(DATASET CONTENT)

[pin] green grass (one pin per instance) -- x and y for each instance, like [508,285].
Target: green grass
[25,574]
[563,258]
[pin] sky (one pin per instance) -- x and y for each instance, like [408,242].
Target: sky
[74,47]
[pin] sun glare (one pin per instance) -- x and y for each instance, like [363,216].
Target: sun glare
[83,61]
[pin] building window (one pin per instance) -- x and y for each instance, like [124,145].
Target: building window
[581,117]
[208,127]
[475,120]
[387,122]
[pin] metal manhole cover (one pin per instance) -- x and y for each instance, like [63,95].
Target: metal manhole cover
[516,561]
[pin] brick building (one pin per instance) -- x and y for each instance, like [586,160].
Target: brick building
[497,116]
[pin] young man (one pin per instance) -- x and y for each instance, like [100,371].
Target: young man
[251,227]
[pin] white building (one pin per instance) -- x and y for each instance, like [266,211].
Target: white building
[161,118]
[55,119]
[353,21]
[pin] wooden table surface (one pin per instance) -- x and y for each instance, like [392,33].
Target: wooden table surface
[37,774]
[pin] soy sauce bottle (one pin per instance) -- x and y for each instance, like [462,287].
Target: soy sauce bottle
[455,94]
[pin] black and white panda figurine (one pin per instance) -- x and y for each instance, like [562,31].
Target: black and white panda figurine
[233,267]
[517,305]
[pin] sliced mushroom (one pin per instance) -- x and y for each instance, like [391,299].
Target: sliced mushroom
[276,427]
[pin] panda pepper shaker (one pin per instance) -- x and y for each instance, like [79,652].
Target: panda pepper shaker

(End DATASET CONTENT)

**ASSIGNMENT:**
Beginning with the line that contains "Target: soy sauce bottle", repeat every line through the end of the records and nothing more.

**WRITTEN ANSWER:**
Target: soy sauce bottle
[455,94]
[pin] black and white panda figurine (one pin per instance) -- x and y for each instance, like [562,31].
Target: black and white panda figurine
[233,267]
[517,305]
[pin] sliced mushroom (one pin per instance) -- x and y for each instance, like [391,299].
Target: sliced mushroom
[276,427]
[pin] panda pepper shaker (one pin per instance) -- x and y for each instance, like [79,652].
Target: panda pepper shaker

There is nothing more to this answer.